[Extracted records]

++++++++++++++++++++

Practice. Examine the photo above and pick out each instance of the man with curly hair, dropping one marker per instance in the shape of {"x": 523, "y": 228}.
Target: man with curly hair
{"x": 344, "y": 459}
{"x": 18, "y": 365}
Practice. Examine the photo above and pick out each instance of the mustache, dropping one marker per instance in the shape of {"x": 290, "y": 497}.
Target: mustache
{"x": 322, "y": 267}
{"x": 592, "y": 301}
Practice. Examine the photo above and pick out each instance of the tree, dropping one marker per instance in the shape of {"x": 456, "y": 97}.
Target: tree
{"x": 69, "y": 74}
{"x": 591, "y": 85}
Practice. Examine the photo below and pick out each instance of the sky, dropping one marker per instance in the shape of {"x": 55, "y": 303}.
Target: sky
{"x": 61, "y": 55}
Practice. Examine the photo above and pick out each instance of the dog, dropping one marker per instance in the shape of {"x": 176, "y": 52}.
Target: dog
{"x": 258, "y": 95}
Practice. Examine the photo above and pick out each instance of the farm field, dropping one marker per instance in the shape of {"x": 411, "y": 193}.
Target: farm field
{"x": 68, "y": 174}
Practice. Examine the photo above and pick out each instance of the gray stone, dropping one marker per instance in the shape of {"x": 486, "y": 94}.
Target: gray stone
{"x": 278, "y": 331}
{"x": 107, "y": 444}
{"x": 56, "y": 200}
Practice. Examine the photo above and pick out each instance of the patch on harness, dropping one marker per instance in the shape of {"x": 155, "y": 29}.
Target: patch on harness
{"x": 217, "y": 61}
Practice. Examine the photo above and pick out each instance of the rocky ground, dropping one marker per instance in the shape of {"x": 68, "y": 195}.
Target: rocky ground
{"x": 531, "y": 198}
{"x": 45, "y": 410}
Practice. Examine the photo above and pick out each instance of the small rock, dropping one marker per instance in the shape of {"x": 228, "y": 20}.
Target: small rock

++++++++++++++++++++

_Work required_
Please transcribe each entry exactly, keeping every word as it is.

_Final answer_
Practice. Examine the photo above and pick out each instance of the man with curly hair, dropping one marker per instance in the shape of {"x": 523, "y": 228}.
Target: man with curly hair
{"x": 344, "y": 459}
{"x": 18, "y": 365}
Practice. Examine the photo above and pick out each instance of the mustache, dropping one marker per instance in the shape of {"x": 290, "y": 497}.
Target: mustache
{"x": 322, "y": 267}
{"x": 592, "y": 301}
Practice. Examine the photo above and pick out each instance of the tree, dropping one marker per instance in the shape of {"x": 456, "y": 97}.
Target: tree
{"x": 69, "y": 74}
{"x": 591, "y": 85}
Practice. Examine the photo below and pick out each instance of the sky, dropping one marker per instance in the shape of {"x": 55, "y": 303}.
Target: sky
{"x": 61, "y": 55}
Practice. Examine the photo above and pick out each instance of the dog, dropping one marker per instance in the shape of {"x": 176, "y": 52}.
Target: dog
{"x": 258, "y": 95}
Practice. Examine the photo above and pick out each instance of the farm field, dropping one marker per instance in the shape of {"x": 411, "y": 193}.
Target: farm field
{"x": 68, "y": 174}
Practice. Examine the photo above and pick out each instance of the gray stone, dropping one marker per instance in the shape of {"x": 486, "y": 94}.
Target: gray stone
{"x": 278, "y": 331}
{"x": 107, "y": 444}
{"x": 56, "y": 200}
Practice. Examine the photo above and pick out each instance of the patch on harness, dropping one marker per instance in the shape of {"x": 155, "y": 29}.
Target: patch on harness
{"x": 217, "y": 61}
Practice. Examine the photo above and pick out each instance of the rocky ground, dropping one marker per instance in the shape of {"x": 68, "y": 195}.
Target: rocky ground
{"x": 531, "y": 198}
{"x": 45, "y": 410}
Practice. Examine the photo above and pick out each instance of the small rock, dropping one marker per instance in the shape of {"x": 228, "y": 20}.
Target: small rock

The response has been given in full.